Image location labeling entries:
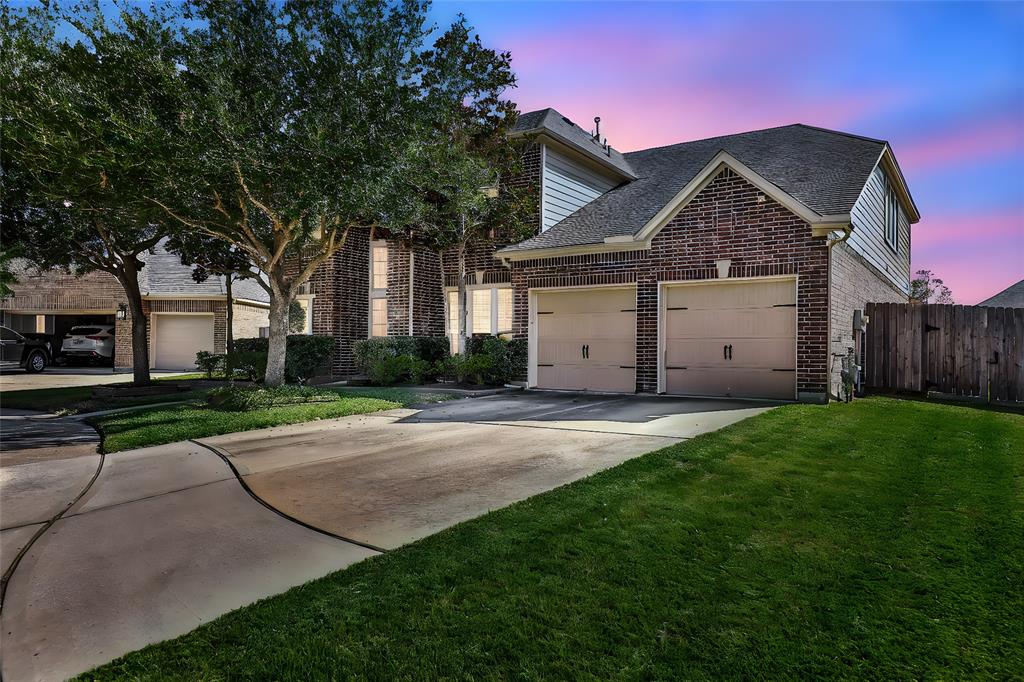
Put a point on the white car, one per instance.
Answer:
(89, 342)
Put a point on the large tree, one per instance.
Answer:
(309, 119)
(82, 95)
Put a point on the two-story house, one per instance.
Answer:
(728, 266)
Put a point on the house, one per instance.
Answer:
(730, 266)
(1011, 297)
(184, 316)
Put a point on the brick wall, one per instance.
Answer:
(725, 220)
(853, 283)
(248, 318)
(341, 303)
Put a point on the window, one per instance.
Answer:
(504, 311)
(307, 308)
(489, 312)
(892, 218)
(378, 266)
(378, 316)
(378, 289)
(480, 315)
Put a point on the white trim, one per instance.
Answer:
(494, 287)
(153, 331)
(531, 325)
(662, 346)
(260, 304)
(710, 172)
(544, 165)
(579, 250)
(820, 224)
(376, 293)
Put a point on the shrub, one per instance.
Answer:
(250, 364)
(306, 353)
(389, 371)
(209, 363)
(241, 398)
(367, 352)
(508, 358)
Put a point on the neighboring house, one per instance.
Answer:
(184, 316)
(1011, 297)
(729, 266)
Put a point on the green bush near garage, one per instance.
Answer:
(307, 354)
(369, 352)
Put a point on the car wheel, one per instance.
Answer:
(36, 363)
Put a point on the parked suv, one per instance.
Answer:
(94, 342)
(31, 352)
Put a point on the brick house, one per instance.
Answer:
(729, 266)
(183, 316)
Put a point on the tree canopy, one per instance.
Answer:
(309, 119)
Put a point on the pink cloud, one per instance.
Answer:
(974, 139)
(976, 255)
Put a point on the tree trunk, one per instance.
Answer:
(128, 275)
(278, 346)
(463, 304)
(229, 335)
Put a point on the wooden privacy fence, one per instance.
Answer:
(958, 349)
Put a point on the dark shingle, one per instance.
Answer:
(551, 122)
(823, 169)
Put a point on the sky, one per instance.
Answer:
(942, 82)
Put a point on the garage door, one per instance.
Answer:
(586, 340)
(178, 338)
(735, 339)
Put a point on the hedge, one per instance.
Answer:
(367, 353)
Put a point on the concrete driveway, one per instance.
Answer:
(119, 551)
(66, 377)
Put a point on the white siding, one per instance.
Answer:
(568, 185)
(868, 238)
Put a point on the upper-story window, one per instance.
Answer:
(378, 265)
(893, 213)
(378, 289)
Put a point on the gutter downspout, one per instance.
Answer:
(830, 242)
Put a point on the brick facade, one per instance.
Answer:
(98, 293)
(853, 283)
(724, 220)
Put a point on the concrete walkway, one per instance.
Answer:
(140, 546)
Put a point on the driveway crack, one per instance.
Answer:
(5, 580)
(245, 486)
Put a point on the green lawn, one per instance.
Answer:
(197, 420)
(878, 540)
(77, 399)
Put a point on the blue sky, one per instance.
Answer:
(942, 82)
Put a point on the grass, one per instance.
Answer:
(76, 399)
(878, 540)
(197, 420)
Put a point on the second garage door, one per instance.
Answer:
(735, 339)
(176, 339)
(586, 339)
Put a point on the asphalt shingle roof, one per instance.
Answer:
(823, 169)
(551, 122)
(1011, 297)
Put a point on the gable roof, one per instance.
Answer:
(551, 123)
(1011, 297)
(164, 275)
(822, 170)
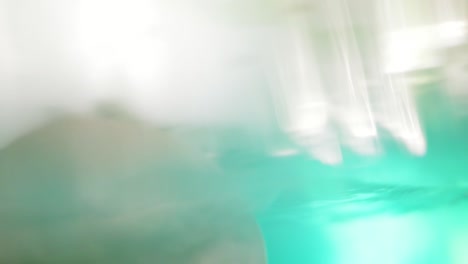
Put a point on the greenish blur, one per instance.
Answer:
(393, 208)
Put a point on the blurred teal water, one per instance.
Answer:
(392, 208)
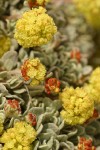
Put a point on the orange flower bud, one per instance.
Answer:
(31, 118)
(12, 108)
(52, 85)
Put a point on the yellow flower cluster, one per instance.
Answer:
(34, 70)
(78, 107)
(5, 44)
(91, 10)
(19, 137)
(41, 2)
(93, 88)
(1, 125)
(35, 28)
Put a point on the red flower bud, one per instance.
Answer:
(31, 118)
(12, 108)
(52, 85)
(76, 55)
(85, 144)
(95, 114)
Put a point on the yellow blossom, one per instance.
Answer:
(33, 69)
(40, 2)
(5, 44)
(78, 107)
(19, 137)
(93, 88)
(92, 13)
(35, 28)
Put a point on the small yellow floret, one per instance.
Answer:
(33, 69)
(92, 12)
(35, 28)
(18, 138)
(78, 107)
(5, 44)
(93, 88)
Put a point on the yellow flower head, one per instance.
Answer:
(92, 12)
(93, 88)
(35, 28)
(78, 107)
(5, 44)
(34, 70)
(2, 117)
(19, 137)
(41, 2)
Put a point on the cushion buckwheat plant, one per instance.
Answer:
(93, 88)
(19, 137)
(35, 28)
(33, 69)
(34, 3)
(78, 107)
(5, 44)
(92, 13)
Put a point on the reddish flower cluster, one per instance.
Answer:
(76, 55)
(24, 69)
(31, 118)
(12, 108)
(52, 85)
(33, 3)
(85, 144)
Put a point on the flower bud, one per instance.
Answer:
(52, 85)
(12, 108)
(75, 54)
(31, 119)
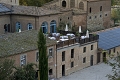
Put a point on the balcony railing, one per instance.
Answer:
(77, 40)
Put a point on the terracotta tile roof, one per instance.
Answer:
(14, 43)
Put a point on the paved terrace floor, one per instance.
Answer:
(96, 72)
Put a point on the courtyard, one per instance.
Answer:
(96, 72)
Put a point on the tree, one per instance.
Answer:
(115, 69)
(33, 2)
(27, 72)
(43, 58)
(6, 68)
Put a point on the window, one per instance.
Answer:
(114, 50)
(100, 8)
(23, 60)
(63, 56)
(18, 26)
(81, 5)
(44, 26)
(105, 14)
(50, 52)
(30, 26)
(84, 60)
(109, 52)
(50, 72)
(90, 17)
(60, 19)
(91, 47)
(84, 49)
(95, 16)
(90, 10)
(72, 53)
(63, 3)
(37, 56)
(68, 18)
(72, 64)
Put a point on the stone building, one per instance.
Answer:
(22, 47)
(64, 57)
(90, 14)
(12, 2)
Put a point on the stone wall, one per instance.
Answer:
(99, 16)
(78, 58)
(12, 2)
(4, 19)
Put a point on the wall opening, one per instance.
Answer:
(63, 3)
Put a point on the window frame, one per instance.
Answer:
(51, 72)
(50, 52)
(37, 56)
(84, 49)
(84, 60)
(63, 56)
(72, 53)
(72, 64)
(114, 50)
(92, 47)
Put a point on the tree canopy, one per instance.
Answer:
(33, 2)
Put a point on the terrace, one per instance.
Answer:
(68, 38)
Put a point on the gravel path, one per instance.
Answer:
(96, 72)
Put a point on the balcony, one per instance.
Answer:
(79, 40)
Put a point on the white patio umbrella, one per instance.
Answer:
(79, 29)
(87, 34)
(66, 28)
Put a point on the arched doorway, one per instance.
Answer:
(44, 27)
(63, 3)
(18, 26)
(53, 26)
(30, 26)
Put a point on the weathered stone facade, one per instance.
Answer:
(77, 58)
(12, 2)
(99, 15)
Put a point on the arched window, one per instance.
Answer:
(81, 5)
(100, 8)
(18, 26)
(90, 10)
(63, 3)
(30, 26)
(44, 27)
(53, 26)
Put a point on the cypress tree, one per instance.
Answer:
(43, 58)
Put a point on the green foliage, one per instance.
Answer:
(26, 72)
(115, 69)
(43, 58)
(33, 2)
(6, 69)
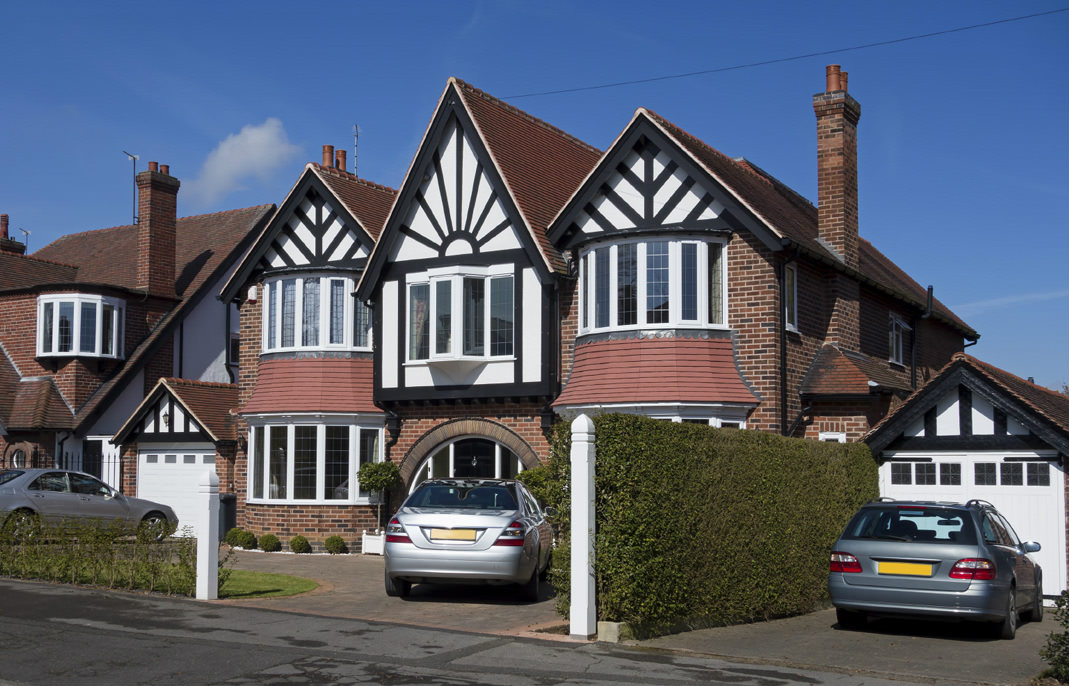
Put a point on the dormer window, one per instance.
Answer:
(461, 313)
(79, 325)
(655, 283)
(313, 311)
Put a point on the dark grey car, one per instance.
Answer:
(936, 560)
(29, 496)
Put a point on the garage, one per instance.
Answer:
(171, 476)
(977, 432)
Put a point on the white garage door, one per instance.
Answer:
(171, 477)
(1027, 489)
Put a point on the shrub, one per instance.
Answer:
(269, 543)
(246, 540)
(699, 526)
(335, 545)
(232, 535)
(1055, 652)
(299, 544)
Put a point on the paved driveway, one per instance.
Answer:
(352, 587)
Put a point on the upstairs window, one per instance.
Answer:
(652, 283)
(461, 313)
(80, 325)
(896, 339)
(314, 312)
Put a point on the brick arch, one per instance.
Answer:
(468, 429)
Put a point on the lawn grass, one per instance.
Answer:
(243, 583)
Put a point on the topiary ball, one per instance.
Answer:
(299, 544)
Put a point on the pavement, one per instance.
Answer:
(351, 587)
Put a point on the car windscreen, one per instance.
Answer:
(465, 498)
(915, 524)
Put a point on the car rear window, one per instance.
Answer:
(467, 498)
(915, 524)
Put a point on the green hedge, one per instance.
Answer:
(699, 526)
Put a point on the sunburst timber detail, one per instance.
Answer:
(456, 209)
(314, 236)
(650, 190)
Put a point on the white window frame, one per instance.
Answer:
(77, 300)
(273, 312)
(897, 328)
(588, 277)
(455, 277)
(356, 429)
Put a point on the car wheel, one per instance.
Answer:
(1007, 628)
(397, 588)
(531, 589)
(153, 528)
(24, 525)
(850, 619)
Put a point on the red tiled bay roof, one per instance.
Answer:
(654, 370)
(312, 385)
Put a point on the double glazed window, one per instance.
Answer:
(313, 312)
(313, 462)
(81, 325)
(652, 283)
(456, 314)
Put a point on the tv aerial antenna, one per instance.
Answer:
(134, 159)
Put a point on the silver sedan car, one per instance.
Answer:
(468, 531)
(936, 560)
(29, 497)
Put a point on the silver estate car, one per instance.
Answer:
(936, 560)
(31, 496)
(468, 531)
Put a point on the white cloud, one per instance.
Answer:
(981, 307)
(257, 151)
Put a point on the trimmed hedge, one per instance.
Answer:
(700, 526)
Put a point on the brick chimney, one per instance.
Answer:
(837, 114)
(8, 244)
(157, 219)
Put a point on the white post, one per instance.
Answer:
(583, 612)
(207, 538)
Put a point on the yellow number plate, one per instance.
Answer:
(909, 568)
(452, 534)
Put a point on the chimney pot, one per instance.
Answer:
(834, 82)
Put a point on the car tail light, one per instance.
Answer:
(394, 532)
(845, 562)
(975, 568)
(513, 534)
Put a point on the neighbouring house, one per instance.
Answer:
(91, 322)
(520, 276)
(977, 432)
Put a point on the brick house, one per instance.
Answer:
(91, 322)
(520, 276)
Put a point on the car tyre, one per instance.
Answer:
(850, 619)
(397, 588)
(1007, 628)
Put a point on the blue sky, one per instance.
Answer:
(963, 137)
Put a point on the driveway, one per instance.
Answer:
(352, 587)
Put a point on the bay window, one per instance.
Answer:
(652, 283)
(313, 312)
(314, 461)
(467, 312)
(80, 325)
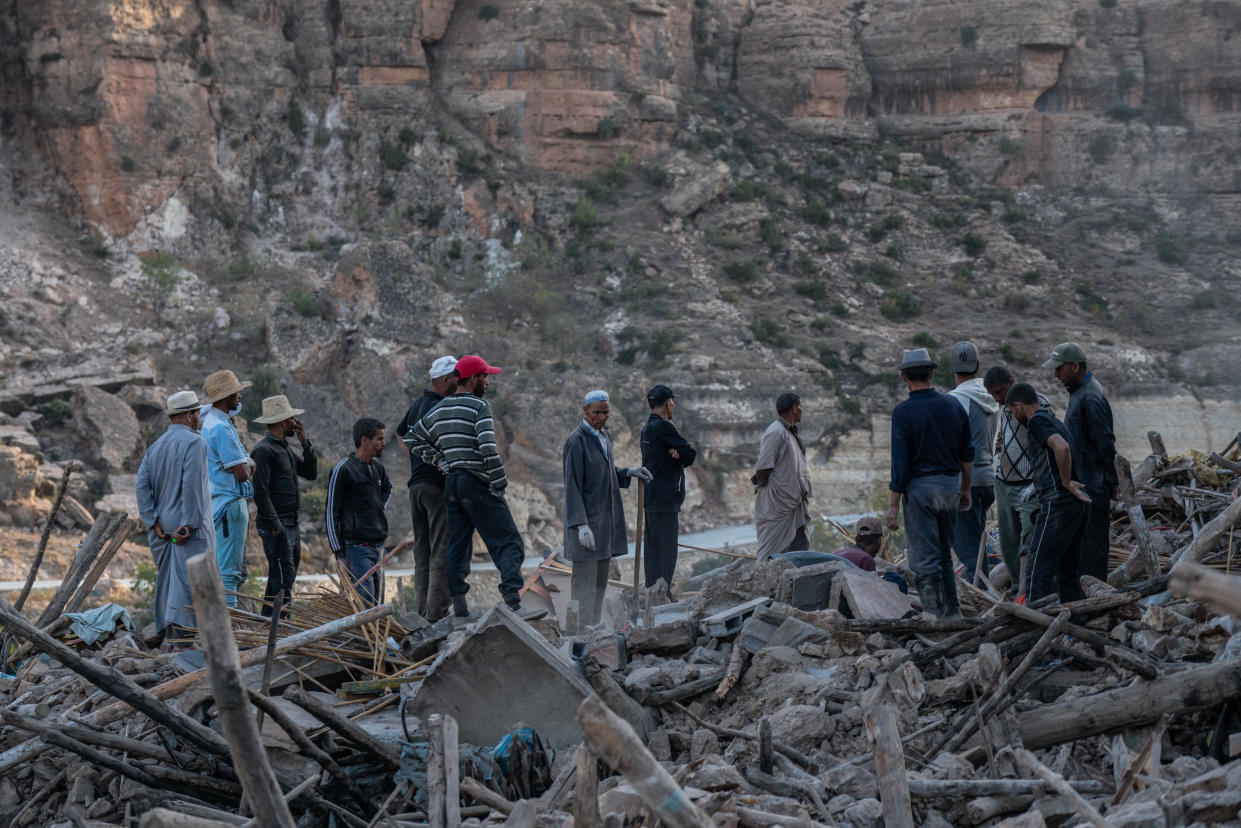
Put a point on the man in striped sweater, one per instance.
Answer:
(459, 437)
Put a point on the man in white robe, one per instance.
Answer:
(782, 483)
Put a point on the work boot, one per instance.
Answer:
(931, 594)
(949, 601)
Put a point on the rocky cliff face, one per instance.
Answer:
(334, 191)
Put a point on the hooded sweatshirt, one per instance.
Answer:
(983, 414)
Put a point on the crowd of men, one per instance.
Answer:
(990, 441)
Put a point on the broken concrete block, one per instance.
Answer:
(670, 638)
(501, 673)
(807, 587)
(866, 596)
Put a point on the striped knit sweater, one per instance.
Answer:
(459, 436)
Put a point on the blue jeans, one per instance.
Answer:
(360, 558)
(470, 507)
(931, 523)
(231, 548)
(971, 526)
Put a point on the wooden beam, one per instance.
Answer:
(231, 697)
(611, 739)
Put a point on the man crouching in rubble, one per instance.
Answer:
(932, 464)
(174, 500)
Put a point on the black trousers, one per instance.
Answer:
(1096, 536)
(1054, 564)
(470, 507)
(659, 546)
(283, 554)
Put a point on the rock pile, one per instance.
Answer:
(730, 706)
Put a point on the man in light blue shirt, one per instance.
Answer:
(228, 467)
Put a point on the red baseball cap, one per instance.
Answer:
(470, 365)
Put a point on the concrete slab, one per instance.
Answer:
(500, 674)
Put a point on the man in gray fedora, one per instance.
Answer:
(277, 497)
(174, 502)
(932, 464)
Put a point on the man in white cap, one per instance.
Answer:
(595, 530)
(174, 500)
(932, 468)
(277, 497)
(427, 500)
(983, 414)
(228, 472)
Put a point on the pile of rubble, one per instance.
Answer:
(767, 695)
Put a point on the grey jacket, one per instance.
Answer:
(592, 495)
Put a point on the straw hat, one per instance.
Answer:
(222, 384)
(181, 402)
(277, 410)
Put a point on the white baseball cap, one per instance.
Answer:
(442, 366)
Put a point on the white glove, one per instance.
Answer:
(586, 538)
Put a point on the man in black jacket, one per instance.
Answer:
(665, 454)
(427, 500)
(1088, 420)
(358, 494)
(276, 494)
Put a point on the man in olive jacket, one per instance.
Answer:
(595, 528)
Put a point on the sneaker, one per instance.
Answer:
(528, 613)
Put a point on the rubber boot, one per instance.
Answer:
(931, 594)
(948, 600)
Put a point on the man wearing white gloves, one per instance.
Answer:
(595, 528)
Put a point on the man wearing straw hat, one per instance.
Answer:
(277, 497)
(174, 500)
(228, 472)
(595, 530)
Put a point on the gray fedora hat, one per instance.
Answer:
(916, 358)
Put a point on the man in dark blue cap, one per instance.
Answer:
(932, 467)
(665, 453)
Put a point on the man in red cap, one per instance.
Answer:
(459, 437)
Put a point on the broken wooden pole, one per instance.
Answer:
(1204, 584)
(611, 739)
(307, 746)
(479, 792)
(1129, 659)
(384, 751)
(1057, 783)
(232, 698)
(1128, 706)
(586, 798)
(248, 658)
(894, 790)
(44, 538)
(1206, 536)
(114, 683)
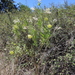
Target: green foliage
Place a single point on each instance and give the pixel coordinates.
(44, 37)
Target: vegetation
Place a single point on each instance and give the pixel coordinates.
(41, 40)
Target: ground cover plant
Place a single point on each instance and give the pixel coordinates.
(39, 41)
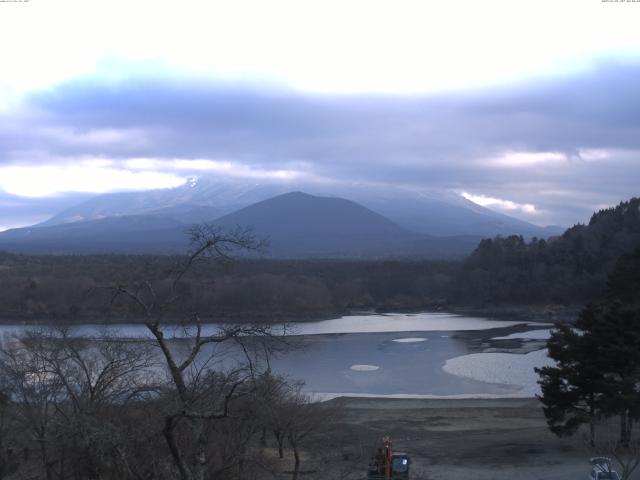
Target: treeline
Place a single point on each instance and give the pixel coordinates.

» **What this task involves**
Everything from the line containing "Put a point on the man wearing straw" through the last line of the entries is to be output exactly as written, minus any pictures.

» **Answer to this exercise**
Put a point on the man wearing straw hat, one per instance.
Answer:
(277, 497)
(174, 500)
(228, 472)
(595, 530)
Put a point on the gray fedora hat, one per instance.
Answer:
(916, 358)
Put a point on the man in dark blue cap, one per instance.
Answer:
(932, 467)
(665, 453)
Put a point on the man in red cap, one per instance.
Answer:
(459, 437)
Put a point on the broken wooden pole, one per instance.
Answer:
(1204, 584)
(611, 739)
(307, 746)
(479, 792)
(1129, 659)
(384, 751)
(1057, 783)
(232, 698)
(1128, 706)
(586, 798)
(248, 658)
(894, 790)
(44, 538)
(1206, 536)
(114, 683)
Target: green foliage
Place a single point on each instance and give the pixel coordinates.
(44, 37)
Target: vegetation
Place a single point on each instance and give the pixel coordinates.
(41, 40)
Target: ground cover plant
Place a single point on each instance and give the pixel coordinates.
(39, 41)
Target: treeline
Place a single point on each instance and give the pixel coordinates.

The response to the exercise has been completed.